Problem to solve → Pull out each line of the records below that contains the word "white", and copy those lines in the order they appear.
--------------------------------------------------
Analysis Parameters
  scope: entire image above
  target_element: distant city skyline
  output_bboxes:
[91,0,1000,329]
--------------------------------------------------
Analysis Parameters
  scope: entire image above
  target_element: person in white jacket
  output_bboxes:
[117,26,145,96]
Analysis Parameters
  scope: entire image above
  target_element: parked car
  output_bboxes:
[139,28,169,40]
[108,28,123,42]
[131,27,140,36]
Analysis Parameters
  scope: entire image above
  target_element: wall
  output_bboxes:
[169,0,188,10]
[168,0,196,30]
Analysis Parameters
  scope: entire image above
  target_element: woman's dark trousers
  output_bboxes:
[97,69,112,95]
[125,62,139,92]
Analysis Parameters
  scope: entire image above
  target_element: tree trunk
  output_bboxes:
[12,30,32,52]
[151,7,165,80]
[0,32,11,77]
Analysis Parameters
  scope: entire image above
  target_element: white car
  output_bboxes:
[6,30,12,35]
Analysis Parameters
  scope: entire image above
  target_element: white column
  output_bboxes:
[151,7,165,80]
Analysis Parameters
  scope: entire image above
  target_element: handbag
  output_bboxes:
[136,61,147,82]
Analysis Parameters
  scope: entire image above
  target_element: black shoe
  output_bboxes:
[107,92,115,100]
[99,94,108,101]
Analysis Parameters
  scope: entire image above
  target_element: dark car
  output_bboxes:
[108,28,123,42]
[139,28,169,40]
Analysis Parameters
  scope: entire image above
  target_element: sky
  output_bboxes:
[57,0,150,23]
--------------------------------------------------
Solution to this task →
  target_element: person in white jacket
  target_element: white car
  target_element: white column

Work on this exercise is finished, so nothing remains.